◆ Passage shown
=== Section Start ===

How to improve your journaling with the help of famous diarists.
In the past few years, journaling and self-authorship gained popularity among literary enthusiasts as well as people who took an interest in psychology, psychoanalysis, or self-development in general.
I would like to tell you about the best journals I’ve read in recent years and how they can help you improve your self-discovery journey.
- Witold Gombrowicz- Diaries (1953–1969)
Fleeing Poland shortly after the start of the Second World War, Gombrowicz settled in Buenos Aires, Argentina.
He started keeping a diary in order for him to record his reactions to the literary critics’ responses to his novels and the political climate which was ever-changing in Europe of the 1940s. In this Diaries you can find commentaries on philosophy, the role of a nation in the development and growth of an artist, the hypocrisy of the emigree writers of the Polish scene, the love-hate relationship between Gombrowicz and Poland, his admiration and disgust for certain novelists and much more.
Gombrowicz’s approach can help us to take the banalest aspects of life and turn them into studies about ourselves by taking a deeper look at how we react to day-to-day life. By recalling aphorisms and quotes, ideas, and characters from other novels, Gombrowicz shows us the power of our mind when tested with the upmost difficult questions on subjects we have dwelled on.
2. Gustave Flaubert- Memoirs of a Madman
Written by a young Flaubert, this short piece shows us that his famous nickname of “martyr of style” was well deserved.
Flaubert used to spend a week or more working on just one page, and by judging his Memoirs, we can have a glimpse of what he was about to become.
Memoirs deal mainly with the turmoil of being a young man, trying to balance morality, religion, and the lack of both, all the while committing oneself fully to the literary arts. Flaubert portrays with grace what youthfulness can do if it is wasted and how to prevent such a tragedy.
If you were not necessarily impressed by Madame Bovary, I would urge you to take a look at Memoirs and I promise you will have a completely new understanding of Flaubert as a novelist.
3. Karl Ove Knausgaard- My Struggle
Probably the most famous one in here, My Struggle fascinated the literary scene for the past 10 years.
Written without any inhibitions, but also with a lot of shame, My Struggle spans over 3,500 pages, detailing a family man’s everyday life, including the most boring and the most painful aspects of it.
Going from page to page, you can find a paragraph about making tea and another one about the death of a family member. From raising children and dealing with their tantrums, to descriptions of nature.
Knausgaard’s easy flowing prose combined with a thoughtful expression shows us why we all can produce high-quality literature only if we pondered about our lives in a different manner. By rising above the self, we can have a more clear view of what it means to be us, therefore making it easier to explain to others.
Whatever style or approach you choose, journaling will help you answer questions about yourself you’ve been asking for the longest time. Whether it is laboring on finding “the perfect word” or going on about your daily life, journaling is a solution that holds a lot of therapeutic power.

=== Section End ===

◆ Activity
In the passage on famous diarists, where did Gombrowicz settle after fleeing Poland?

◆ Information supplied

=== Section Start ===

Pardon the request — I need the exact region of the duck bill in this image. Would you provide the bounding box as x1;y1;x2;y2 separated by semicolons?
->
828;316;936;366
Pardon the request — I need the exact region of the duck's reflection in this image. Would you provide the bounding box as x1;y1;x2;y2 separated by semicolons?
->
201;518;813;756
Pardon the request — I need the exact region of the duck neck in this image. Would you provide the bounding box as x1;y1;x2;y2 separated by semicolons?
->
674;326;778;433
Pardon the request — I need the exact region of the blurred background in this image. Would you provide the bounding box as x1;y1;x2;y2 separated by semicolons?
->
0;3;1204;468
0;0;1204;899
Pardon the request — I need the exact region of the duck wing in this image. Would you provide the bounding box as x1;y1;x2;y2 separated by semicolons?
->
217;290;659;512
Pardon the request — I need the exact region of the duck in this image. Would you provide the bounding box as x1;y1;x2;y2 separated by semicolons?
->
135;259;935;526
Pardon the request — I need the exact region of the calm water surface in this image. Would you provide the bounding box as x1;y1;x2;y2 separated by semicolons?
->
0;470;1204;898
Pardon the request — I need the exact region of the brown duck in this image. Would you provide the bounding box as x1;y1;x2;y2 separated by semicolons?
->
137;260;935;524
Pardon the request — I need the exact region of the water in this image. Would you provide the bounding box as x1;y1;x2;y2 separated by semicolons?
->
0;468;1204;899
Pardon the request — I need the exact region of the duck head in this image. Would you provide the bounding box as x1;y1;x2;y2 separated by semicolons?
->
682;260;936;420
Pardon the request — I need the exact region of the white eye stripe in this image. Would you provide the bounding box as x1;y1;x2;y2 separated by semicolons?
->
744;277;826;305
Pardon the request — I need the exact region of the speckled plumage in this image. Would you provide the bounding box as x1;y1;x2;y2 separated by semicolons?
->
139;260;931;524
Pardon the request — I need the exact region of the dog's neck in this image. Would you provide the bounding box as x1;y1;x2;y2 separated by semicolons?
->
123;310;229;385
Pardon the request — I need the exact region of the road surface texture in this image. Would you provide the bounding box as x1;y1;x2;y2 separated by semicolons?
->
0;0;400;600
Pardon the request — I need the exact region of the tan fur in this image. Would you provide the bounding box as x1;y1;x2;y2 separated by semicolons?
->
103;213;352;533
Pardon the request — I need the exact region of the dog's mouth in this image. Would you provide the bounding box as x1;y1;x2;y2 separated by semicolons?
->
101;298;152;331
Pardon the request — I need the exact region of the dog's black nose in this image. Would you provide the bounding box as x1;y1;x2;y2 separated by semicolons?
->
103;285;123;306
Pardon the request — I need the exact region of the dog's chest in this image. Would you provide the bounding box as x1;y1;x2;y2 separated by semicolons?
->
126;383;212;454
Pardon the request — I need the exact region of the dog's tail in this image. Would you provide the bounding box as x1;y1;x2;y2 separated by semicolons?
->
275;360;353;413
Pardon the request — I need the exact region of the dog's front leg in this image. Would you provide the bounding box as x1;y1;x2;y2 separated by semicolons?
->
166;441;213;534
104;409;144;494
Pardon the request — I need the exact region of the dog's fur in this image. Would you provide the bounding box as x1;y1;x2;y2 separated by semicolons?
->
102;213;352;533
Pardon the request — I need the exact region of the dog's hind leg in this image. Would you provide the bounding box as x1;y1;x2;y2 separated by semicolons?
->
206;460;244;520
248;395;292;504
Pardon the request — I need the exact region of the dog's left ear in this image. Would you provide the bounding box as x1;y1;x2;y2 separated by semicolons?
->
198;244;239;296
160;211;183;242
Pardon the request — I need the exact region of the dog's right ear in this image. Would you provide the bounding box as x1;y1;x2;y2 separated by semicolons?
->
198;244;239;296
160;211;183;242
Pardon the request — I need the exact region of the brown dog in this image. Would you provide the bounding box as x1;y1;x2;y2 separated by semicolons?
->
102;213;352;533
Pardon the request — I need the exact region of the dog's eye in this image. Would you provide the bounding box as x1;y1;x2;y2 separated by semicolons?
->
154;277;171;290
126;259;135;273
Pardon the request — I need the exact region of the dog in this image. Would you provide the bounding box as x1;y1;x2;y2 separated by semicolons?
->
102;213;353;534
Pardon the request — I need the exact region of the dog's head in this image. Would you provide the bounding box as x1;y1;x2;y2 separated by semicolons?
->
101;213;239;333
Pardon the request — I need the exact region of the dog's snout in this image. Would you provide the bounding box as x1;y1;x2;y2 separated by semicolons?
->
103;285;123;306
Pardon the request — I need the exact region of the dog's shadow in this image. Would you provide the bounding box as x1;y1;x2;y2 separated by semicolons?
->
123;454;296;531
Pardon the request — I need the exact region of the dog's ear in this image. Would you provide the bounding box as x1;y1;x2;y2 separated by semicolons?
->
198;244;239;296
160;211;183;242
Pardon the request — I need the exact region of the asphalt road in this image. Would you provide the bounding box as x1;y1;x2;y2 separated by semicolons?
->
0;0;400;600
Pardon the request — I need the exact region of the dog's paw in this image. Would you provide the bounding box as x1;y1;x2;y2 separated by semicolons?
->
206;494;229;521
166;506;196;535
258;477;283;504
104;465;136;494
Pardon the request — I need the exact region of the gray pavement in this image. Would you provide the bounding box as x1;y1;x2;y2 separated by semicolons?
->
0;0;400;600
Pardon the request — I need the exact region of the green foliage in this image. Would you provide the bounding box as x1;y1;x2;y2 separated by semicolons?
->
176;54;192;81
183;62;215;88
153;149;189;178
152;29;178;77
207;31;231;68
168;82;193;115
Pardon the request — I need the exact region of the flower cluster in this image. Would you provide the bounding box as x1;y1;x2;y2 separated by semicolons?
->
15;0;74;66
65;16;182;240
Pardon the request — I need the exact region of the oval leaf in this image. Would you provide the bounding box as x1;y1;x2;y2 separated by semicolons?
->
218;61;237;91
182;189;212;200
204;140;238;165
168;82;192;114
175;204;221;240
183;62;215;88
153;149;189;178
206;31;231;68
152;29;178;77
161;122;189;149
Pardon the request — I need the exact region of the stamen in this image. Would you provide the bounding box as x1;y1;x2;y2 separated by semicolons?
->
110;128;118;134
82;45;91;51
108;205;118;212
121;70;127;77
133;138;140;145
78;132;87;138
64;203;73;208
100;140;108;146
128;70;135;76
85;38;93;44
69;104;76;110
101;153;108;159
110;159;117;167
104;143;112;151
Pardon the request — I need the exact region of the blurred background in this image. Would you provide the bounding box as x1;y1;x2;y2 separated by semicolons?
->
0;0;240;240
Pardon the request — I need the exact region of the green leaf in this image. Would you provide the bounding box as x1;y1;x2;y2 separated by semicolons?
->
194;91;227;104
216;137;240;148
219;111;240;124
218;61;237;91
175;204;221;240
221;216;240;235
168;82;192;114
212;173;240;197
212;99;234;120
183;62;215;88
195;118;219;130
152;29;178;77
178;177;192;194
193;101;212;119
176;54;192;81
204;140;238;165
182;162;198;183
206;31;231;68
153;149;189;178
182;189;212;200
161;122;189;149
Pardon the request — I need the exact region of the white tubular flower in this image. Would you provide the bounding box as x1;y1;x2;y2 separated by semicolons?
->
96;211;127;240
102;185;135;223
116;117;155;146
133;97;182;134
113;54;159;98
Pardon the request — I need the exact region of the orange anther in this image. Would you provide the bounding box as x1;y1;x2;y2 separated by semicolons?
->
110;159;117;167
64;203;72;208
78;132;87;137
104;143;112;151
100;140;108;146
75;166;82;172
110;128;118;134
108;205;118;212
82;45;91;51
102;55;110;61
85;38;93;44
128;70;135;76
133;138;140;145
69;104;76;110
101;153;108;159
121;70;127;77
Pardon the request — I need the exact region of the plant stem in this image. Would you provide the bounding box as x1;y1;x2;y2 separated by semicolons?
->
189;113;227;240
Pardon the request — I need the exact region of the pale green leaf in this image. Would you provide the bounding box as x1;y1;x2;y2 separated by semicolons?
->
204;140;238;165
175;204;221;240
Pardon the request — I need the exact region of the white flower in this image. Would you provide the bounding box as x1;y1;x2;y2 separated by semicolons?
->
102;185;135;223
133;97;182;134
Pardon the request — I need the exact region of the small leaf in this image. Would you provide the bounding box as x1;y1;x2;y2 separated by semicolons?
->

=== Section End ===

◆ Answer below
Buenos Aires, Argentina